*Consigne*:
Reproduisez mot pour mot, dans l'extrait présenté, le passage allant de « Charès, après avoir » jusqu'à « leur constitution démocratique. ».

*Extrait présenté*:
Charès, après avoir échoué l'année précédente dans sa tentative sur Méthymne,
avait débarqué dans l'île avec deux mille mercenaires, s'était emparé de
Mitylène et avait commencé à y prendre des allures de seigneur au nom de
Darius. Le vieux guerrier athénien n'avait pas l'intention d'engager une
résistance qui pouvait avoir de graves conséquences : il capitula, sous
condition qu'on le laisserait se retirer librement, et se réfugia avec ses
hommes dans l'île attique d'Imbros, d'où il gagna le Ténare, le grand marché
aux mercenaires[5].
La reddition de Mytilène donna aux autres villes le courage de recouvrer
aussi leur liberté ; elles restaurèrent leur constitution démocratique.
Hégélochos fit alors voile au sud vers Cos, qui déjà se trouvait entre les mains
d'Amphotéros. Seule, la
Crète était encore occupée par les Lacédémoniens ;
Amphotéros entreprit de la soumettre et s'y rendit avec une partie de la
flotte[6], tandis que
Hégélochos, avec l'autre partie, se dirigeait vers l'Égypte pour annoncer
lui-même au roi l'issue de la lutte contre les forces navales des Perses, et
en même temps pour lui remettre tous les prisonniers, à l'exception de
Pharnabaze, qui avait trouvé dans l'île de Cos l'occasion de s'évader.
Alexandre donna l'ordre de renvoyer les tyrans aux communes qu'ils avaient
asservies, pour y être jugés ; quand à ceux qui avaient livré par trahison
l'île de Chios à Memnon, ils furent envoyés en exil sous une' forte escorte
dans l'île Éléphantine, située sur le Nil, le point le plus reculé des frontières
du royaume du côté du sud[7].
Ainsi fut anéanti, à la fin de l'année 332, le dernier
reste d'une flotte perse qui aurait pu mettre en péril les derrières de
l'armée macédonienne et empêcher ses mouvements. La ligne de places fortes
qui s'étendait depuis le Bosphore de Thrace, le long des côtes de
l'Asie-Mineure et de la Syrie
jusqu'à la nouvelle ville d'Alexandrie, servait à assurer la parfaite
tranquillité des pays soumis, et offrait en même temps une large base aux
opérations ultérieures du côté de l'Orient. La nouvelle campagne allait se
faire au milieu d'un monde nouveau et étranger, parmi des peuples ignorants
des mœurs helléniques et pour lesquels la liberté des rapports qui unissaient
les Macédoniens à leurs princes était quelque chose d'inintelligible, car,
pour eux, le roi était un être d'une nature supérieure. Comment Alexandre
aurait-il pu ne pas comprendre que les peuples qu'il voulait grouper en un
empire unique ne pouvaient trouver et reconnaître leur unité qu'en lui seul ?

*Données présentées*:
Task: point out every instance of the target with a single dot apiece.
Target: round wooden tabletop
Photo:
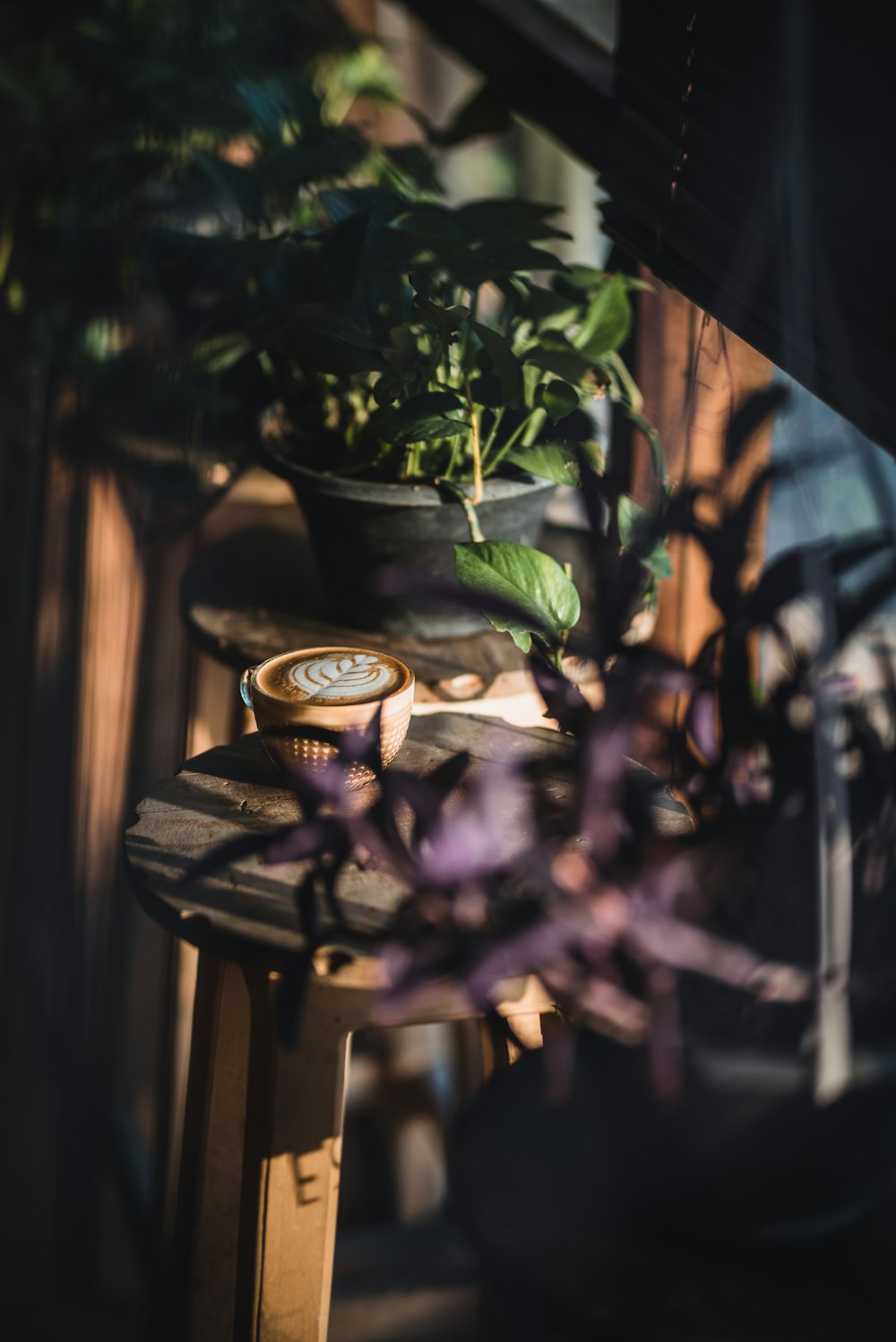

*Réponse*:
Charès, après avoir échoué l'année précédente dans sa tentative sur Méthymne,
avait débarqué dans l'île avec deux mille mercenaires, s'était emparé de
Mitylène et avait commencé à y prendre des allures de seigneur au nom de
Darius. Le vieux guerrier athénien n'avait pas l'intention d'engager une
résistance qui pouvait avoir de graves conséquences : il capitula, sous
condition qu'on le laisserait se retirer librement, et se réfugia avec ses
hommes dans l'île attique d'Imbros, d'où il gagna le Ténare, le grand marché
aux mercenaires[5].
La reddition de Mytilène donna aux autres villes le courage de recouvrer
aussi leur liberté ; elles restaurèrent leur constitution démocratique.